Encarando mais um apagão em tempos de desastre climático, procurei a caixa de fósforos no fundo da gaveta para acender a vela. A caixinha estava ali acabrunhada, esquecida, cheia de palitos intocados.
Peguei o primeiro, risquei e ele se quebrou no meio. O segundo também. O terceiro não quebrou, mas risquei a cabeça do fósforo quatro vezes até exaurí-la e nada. Santo Deus! Lembro dos fósforos tão presentes e eficientes nas nossas vidas, para acender o fogão de cada dia ou incendiar a churrasqueira no final de semana.
Já imaginei os líderes da célebre marca de fósforos em reunião sinistra priorizando a infeliz ideia de reduzir a densidade da madeira ou mesmo a qualidade da matéria-prima para diminuir custos e aumentar margens.
É a concretização de um ritual empresarial trágico: silenciam diferenciais que antes brilhavam como bandeiras de orgulho, frustram expectativas dos clientes e impactam a satisfação: tiram 20 gramas do chocolate, simplificam fragrâncias do sabonete, substituem papel premium por cartão simplório. Por fora, o produto até parece igual, mas por dentro, está apequenado, violado.
Consumidores costumam perceber essas mudanças rapidamente. Sentem o chocolate com mais gordura hidrogenada, o perfume menos intenso, o fósforo quebradiço.
Certa noite dos anos 1990, eu e queridos amigos afogávamos as mágoas em copos altos do whisky White Horse, em ritual de despedida do cavalinho branco de plástico que vinha junto com a garrafa para reforço de marca, criando uma associação simbólica e lúdica com o produto, gerando diferencial de qualidade. Já visualizei a decisão do zeloso executivo, decretando a morte do cavalinho, estimando ganhos de produtividade e redução minúscula de custo unitário. R.I.P cavalinho querido!
Em 2011, o cineasta Arnaldo Jabor, em coluna do Estadão, escreveu sobre sua decepção ao perceber que haviam modificado a embalagem do saudoso chiclete Adams. Tinham janelinha de celofane transparente pela qual se viam os chicletes chacoalhando. Aflito, ele viu que a janela original havia sido substituída por uma falsa abertura, desenhada com chicletinhos impressos como simulacro. Nos dias mais atacados, Jabor chamava esses executivos que nos surrupiavam o valor das coisas de “almofadinhas canalhas”.
O que soa como ganho imediato pode ser golpe de longo alcance na percepção de valor, corroendo o vínculo emocional entre marca e cliente. Em mercados onde produtos competem não só por preço, mas por significados e experiências, trocar valor por margem pode ser um tiro no pé de impacto imediato ou, na melhor das hipóteses, uma bomba de efeito retardado.
Realmente, há situações de crises econômicas, de retração de consumo, de análise de segmentos específicos em que precisamos cortar, reduzir, ajustar e encontrar alternativas de competitividade, mas é preciso deixar claro que existem outros caminhos possíveis.

▶ Registros fornecidos
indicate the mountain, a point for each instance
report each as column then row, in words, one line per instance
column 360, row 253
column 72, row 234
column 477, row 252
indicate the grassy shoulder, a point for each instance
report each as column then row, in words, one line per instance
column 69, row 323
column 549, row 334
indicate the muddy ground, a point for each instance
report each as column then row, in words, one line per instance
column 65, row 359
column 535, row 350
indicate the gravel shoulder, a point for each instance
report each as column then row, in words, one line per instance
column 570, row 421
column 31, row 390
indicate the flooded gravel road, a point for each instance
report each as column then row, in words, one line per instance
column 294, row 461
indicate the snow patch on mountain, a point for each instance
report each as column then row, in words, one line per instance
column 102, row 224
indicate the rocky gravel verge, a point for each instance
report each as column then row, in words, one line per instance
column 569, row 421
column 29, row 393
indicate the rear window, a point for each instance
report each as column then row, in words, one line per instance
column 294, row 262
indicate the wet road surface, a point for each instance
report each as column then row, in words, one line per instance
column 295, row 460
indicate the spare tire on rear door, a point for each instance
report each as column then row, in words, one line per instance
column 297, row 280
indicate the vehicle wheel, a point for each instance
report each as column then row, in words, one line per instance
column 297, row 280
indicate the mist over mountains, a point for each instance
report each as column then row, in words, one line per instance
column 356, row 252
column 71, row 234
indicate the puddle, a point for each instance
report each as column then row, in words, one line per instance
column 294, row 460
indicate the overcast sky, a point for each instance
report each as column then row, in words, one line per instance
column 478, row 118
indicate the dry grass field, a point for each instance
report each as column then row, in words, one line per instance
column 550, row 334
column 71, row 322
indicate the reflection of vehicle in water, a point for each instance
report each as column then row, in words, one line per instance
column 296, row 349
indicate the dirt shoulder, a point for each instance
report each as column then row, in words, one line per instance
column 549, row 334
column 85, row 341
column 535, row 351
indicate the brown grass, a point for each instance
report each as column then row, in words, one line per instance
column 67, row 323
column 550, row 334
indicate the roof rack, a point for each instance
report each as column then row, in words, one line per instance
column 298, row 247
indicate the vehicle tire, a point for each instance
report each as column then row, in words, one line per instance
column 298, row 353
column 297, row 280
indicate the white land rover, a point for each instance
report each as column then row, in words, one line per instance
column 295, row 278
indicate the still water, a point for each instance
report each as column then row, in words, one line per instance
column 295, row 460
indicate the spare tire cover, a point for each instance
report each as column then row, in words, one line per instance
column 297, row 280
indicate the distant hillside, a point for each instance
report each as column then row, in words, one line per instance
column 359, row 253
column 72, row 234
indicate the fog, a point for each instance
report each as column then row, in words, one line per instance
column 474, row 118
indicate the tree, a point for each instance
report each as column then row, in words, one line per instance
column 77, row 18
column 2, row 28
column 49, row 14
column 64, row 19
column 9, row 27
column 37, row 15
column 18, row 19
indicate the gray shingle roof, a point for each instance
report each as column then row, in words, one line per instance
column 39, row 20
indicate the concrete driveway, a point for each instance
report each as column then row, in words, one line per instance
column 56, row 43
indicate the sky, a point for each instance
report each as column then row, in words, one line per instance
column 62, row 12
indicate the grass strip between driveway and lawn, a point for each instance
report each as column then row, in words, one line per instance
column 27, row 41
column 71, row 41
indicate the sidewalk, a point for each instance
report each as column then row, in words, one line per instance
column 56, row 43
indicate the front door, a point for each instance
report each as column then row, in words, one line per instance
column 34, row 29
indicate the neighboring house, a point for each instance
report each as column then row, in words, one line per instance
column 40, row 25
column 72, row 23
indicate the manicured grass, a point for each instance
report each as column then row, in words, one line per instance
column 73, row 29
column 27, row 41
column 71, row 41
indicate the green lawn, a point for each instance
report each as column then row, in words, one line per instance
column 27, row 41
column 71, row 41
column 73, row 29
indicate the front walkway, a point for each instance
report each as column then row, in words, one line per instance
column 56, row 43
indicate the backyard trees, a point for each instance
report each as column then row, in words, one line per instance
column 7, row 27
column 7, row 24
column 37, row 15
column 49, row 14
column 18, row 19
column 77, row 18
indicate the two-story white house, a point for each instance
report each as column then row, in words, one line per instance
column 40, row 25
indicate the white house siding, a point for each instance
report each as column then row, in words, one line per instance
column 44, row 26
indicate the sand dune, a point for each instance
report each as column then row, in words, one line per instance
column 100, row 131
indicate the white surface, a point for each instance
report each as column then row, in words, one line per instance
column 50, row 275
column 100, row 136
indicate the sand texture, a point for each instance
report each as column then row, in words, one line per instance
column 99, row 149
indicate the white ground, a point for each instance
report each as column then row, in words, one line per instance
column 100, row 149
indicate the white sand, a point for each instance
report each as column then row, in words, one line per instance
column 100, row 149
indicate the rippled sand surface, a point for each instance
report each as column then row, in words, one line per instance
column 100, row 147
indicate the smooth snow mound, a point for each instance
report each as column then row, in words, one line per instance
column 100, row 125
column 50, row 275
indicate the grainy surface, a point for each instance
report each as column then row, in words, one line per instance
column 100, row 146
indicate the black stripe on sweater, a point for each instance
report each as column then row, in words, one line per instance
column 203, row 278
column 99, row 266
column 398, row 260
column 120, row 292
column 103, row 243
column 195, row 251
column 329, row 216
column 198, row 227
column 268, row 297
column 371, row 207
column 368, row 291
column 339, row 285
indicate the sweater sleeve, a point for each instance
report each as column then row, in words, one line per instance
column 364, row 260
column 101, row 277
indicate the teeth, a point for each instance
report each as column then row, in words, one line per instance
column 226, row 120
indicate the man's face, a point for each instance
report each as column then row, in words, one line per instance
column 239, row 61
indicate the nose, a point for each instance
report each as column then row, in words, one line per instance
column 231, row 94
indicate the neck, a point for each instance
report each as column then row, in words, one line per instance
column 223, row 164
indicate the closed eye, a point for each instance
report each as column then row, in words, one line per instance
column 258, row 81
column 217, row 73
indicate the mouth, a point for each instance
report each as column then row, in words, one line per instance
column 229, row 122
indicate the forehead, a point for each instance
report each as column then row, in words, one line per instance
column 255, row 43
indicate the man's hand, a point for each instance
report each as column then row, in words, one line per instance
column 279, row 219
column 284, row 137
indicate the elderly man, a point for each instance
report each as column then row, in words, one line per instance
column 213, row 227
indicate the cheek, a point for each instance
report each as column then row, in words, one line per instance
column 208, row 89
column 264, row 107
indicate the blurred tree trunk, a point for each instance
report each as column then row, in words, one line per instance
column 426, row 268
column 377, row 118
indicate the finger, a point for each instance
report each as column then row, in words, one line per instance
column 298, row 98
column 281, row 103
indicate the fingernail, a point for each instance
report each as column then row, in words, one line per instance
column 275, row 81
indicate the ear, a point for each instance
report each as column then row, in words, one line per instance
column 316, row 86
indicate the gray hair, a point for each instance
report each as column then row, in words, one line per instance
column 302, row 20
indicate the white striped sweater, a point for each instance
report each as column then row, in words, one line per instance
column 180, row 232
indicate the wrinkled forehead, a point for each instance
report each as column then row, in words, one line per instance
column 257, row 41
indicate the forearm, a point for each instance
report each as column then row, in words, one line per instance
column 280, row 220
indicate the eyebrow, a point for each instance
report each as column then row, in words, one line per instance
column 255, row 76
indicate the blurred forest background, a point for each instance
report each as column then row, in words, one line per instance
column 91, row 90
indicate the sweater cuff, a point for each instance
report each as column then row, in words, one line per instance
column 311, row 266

---

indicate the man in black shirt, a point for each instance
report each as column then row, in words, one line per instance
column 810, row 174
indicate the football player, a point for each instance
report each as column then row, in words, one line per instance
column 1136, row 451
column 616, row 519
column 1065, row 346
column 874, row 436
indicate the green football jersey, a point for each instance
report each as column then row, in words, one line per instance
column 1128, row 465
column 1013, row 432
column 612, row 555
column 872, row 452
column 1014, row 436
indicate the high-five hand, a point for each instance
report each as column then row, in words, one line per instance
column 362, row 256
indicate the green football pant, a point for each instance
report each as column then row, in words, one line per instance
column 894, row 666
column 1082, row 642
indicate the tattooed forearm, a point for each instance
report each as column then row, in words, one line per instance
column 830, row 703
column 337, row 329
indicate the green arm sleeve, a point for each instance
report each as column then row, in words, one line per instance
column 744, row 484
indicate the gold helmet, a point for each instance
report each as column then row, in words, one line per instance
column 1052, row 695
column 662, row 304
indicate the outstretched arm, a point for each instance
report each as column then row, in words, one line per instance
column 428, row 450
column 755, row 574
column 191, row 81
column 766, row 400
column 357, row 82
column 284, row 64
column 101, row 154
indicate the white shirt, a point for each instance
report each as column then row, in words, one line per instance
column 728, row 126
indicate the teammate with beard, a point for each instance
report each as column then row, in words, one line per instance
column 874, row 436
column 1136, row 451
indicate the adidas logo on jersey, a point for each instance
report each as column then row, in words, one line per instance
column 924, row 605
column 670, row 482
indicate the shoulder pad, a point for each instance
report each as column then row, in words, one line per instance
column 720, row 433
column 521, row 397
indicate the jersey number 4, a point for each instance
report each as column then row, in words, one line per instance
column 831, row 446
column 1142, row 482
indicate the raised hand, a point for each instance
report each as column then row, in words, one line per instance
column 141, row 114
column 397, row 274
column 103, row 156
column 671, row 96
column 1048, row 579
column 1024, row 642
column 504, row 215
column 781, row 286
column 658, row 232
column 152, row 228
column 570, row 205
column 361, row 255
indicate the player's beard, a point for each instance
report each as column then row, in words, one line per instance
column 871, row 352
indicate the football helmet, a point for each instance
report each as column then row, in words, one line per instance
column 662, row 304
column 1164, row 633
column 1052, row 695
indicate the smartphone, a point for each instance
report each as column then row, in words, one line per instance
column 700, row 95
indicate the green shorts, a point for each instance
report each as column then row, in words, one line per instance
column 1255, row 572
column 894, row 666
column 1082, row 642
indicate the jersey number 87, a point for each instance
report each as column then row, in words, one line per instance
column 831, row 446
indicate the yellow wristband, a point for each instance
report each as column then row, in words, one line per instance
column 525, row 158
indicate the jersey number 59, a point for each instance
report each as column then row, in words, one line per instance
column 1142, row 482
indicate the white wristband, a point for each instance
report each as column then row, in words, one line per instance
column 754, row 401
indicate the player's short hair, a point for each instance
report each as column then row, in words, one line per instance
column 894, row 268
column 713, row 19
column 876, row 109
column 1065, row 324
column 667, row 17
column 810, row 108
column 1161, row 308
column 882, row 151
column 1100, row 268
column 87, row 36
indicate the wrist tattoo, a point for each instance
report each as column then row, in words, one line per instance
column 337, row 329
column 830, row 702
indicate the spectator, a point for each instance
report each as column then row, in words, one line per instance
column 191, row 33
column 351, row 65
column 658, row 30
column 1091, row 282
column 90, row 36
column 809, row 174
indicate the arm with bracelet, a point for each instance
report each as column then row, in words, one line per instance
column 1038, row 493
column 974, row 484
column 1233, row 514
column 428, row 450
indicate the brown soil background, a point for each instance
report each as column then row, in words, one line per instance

▶ Tarefa curta 1
Identifique nos registros cada linha em que aparece a palavra "sand" e copie essas linhas.
▶ Tarefa curta 2
Dê continuidade ao texto sobre a perda de qualidade dos produtos, começando logo após a última frase apresentada.

▶ Resultado da tarefa 1
indicate the sand dune, a point for each instance
indicate the sand texture, a point for each instance
indicate the white sand, a point for each instance
indicate the rippled sand surface, a point for each instance

▶ Resultado da tarefa 2
Marcas podem crescer, elevando o padrão como a Casa Bauducco que, em seu projeto de reposicionamento de cardápio, preferiu seguir investindo em café de grãos especiais do que aumentar a margem optando por produto mais barato. A Dengo investe numa cadeia produtiva sustentável, com agricultura regenerativa e mínimo de açúcar. Algumas marcas de cosméticos reforçam ingredientes naturais e diferenciais sustentáveis.
Como profissionais, podemos ser a voz que desafia a lógica do “facão afiado que decepa valor em qualquer situação”. Devemos analisar informações para compreender que há características que não são valorizadas pelos consumidores e podem ser eliminadas, detalhes que caducaram e podem ser atualizados, elementos que devem ser ajustados para a necessidade de segmentos, sem impacto negativo na satisfação e com até maior adequação à expectativa de determinado grupo.
Entretanto, vale alertar nossas organizações que, no fim, as pessoas não compram produtos; elas compram experiências, histórias e, mais que tudo, valores.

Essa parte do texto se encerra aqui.